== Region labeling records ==
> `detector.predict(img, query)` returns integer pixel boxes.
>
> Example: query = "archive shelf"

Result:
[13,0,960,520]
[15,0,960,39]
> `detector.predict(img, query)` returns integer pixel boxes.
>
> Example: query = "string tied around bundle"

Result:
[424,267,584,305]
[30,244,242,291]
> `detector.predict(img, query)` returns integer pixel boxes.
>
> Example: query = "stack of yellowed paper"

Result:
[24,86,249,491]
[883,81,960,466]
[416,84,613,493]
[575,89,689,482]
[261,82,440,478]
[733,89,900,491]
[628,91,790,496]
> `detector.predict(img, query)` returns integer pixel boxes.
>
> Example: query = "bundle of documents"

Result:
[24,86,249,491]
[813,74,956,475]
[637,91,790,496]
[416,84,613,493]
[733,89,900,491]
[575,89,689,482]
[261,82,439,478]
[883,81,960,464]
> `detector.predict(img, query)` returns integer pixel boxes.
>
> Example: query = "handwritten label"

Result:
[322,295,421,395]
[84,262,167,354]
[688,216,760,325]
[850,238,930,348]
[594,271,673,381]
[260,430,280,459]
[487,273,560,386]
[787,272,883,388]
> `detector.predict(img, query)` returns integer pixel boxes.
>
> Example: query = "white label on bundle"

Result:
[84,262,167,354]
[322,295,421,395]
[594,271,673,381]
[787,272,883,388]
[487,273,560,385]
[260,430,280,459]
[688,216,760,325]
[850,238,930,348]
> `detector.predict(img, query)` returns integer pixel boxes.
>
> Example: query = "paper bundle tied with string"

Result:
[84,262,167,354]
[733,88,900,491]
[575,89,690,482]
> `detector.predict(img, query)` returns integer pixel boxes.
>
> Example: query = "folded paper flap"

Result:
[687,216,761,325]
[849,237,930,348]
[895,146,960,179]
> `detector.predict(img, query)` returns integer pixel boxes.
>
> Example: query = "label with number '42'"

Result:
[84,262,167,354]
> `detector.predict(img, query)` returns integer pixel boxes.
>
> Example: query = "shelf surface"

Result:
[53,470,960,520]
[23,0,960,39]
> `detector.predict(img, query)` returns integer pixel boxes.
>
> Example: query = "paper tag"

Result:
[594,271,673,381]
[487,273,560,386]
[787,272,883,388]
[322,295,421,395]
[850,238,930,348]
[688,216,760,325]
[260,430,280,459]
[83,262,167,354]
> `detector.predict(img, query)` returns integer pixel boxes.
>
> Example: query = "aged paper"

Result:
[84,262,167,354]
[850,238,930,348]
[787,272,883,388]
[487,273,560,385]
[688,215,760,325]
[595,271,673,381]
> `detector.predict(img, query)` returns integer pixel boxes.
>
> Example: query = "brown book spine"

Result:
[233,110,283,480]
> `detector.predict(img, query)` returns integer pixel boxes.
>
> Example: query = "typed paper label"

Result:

== Given request ==
Gather every line above that contains the word "with". Case matters.

== Solution for this exercise ==
> Example: query = "paper bundle tied with string"
> Example: query = "label with number '42'"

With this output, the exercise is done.